→ **Problem statement**: List each line below that contains the word "with".

→ **Material supplied**:
## START
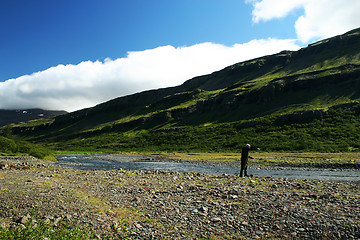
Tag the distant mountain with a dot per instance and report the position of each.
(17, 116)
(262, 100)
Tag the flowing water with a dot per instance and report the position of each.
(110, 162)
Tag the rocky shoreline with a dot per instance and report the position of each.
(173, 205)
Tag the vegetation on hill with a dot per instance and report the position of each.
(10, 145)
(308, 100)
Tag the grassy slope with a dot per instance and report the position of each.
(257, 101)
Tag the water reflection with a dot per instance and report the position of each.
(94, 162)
## END
## START
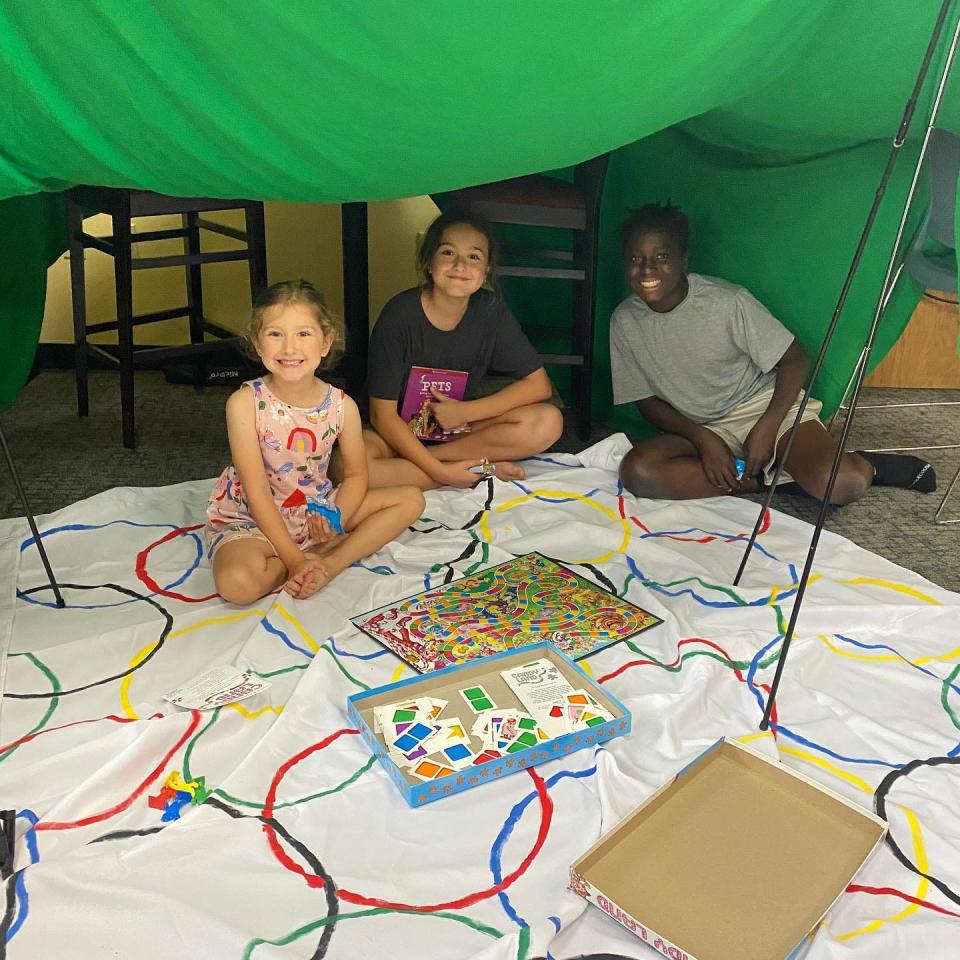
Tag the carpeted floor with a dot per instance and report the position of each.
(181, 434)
## END
→ **The result**:
Tag the distant mountain with a dot per instance and report the position of each.
Tag the flowing water with a dot per instance and report the position of each.
Tag the rocky shoreline with a dot per instance and report the position of each.
Tag the vegetation on hill with a dot per instance and report the position of each.
Tag the grassy slope with a dot per instance and report the position of each.
Tag the water reflection with a dot per instance and report the position of each.
Tag the carpeted floor with a dot per instance and report the position of each.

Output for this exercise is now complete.